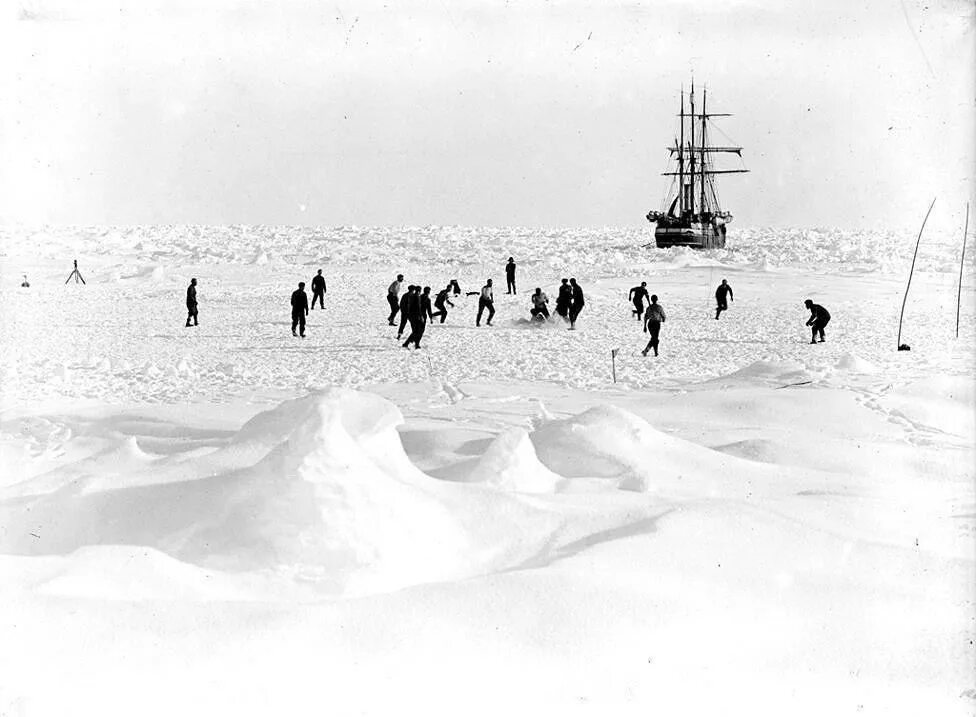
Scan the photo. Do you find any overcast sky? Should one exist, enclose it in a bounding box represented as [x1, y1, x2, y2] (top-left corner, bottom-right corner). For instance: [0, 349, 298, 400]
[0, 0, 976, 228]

------------

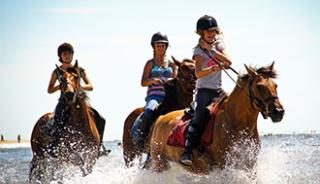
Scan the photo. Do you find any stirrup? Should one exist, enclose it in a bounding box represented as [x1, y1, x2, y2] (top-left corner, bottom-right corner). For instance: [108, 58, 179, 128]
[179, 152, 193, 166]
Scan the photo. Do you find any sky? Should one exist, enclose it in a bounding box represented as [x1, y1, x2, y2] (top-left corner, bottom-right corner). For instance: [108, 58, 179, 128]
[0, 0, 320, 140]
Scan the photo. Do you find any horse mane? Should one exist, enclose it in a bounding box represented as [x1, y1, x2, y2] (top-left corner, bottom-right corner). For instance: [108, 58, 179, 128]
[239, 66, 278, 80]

------------

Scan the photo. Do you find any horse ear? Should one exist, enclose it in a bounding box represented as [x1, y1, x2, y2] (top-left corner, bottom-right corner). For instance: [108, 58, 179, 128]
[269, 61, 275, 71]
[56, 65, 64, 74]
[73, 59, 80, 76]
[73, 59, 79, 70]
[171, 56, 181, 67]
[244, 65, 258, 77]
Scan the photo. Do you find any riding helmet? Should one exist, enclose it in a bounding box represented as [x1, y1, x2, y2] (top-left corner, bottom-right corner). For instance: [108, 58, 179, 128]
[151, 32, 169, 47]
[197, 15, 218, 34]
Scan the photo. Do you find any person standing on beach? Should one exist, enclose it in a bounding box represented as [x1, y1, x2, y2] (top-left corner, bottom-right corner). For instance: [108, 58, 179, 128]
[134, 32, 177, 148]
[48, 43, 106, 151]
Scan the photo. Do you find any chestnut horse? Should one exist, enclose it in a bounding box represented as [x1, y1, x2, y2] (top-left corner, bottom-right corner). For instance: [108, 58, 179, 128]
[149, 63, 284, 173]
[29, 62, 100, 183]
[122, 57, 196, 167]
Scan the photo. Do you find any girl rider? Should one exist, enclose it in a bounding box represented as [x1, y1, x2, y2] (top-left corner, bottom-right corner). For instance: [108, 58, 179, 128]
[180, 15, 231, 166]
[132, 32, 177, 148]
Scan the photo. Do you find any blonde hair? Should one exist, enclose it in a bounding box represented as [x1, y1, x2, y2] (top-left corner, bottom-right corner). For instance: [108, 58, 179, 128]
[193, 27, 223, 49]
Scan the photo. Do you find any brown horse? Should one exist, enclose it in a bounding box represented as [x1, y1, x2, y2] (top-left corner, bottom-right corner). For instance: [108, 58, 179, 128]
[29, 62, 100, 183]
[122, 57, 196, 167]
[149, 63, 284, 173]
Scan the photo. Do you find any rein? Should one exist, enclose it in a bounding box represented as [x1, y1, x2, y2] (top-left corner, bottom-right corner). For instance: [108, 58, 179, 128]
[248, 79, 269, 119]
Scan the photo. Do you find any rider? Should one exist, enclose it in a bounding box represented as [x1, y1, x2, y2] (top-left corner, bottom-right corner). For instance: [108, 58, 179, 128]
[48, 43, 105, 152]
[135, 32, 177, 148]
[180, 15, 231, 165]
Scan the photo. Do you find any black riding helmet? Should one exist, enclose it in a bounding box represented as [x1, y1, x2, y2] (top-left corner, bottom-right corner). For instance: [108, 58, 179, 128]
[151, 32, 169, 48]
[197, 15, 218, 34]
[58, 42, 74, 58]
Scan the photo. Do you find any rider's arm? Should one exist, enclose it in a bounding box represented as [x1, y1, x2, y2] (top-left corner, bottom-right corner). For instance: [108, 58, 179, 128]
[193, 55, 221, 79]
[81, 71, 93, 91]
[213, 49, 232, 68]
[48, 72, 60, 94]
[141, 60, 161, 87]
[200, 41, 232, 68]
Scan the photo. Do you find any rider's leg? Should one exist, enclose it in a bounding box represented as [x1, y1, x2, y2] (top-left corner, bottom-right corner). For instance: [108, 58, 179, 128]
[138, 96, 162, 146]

------------

The request: Reproduce word for word the lines above that begin with the one containing "Scan the photo. Do you find any girl" and end with the one containing "[132, 32, 177, 148]", including both of those lines.

Output for this exercise:
Scan the photo. Do you find any girl rider? Should one exist, enclose it in a bounding box represented as [x1, y1, x2, y2] (top-left corner, bottom-right corner). For instance: [108, 58, 179, 128]
[180, 15, 231, 166]
[132, 32, 177, 148]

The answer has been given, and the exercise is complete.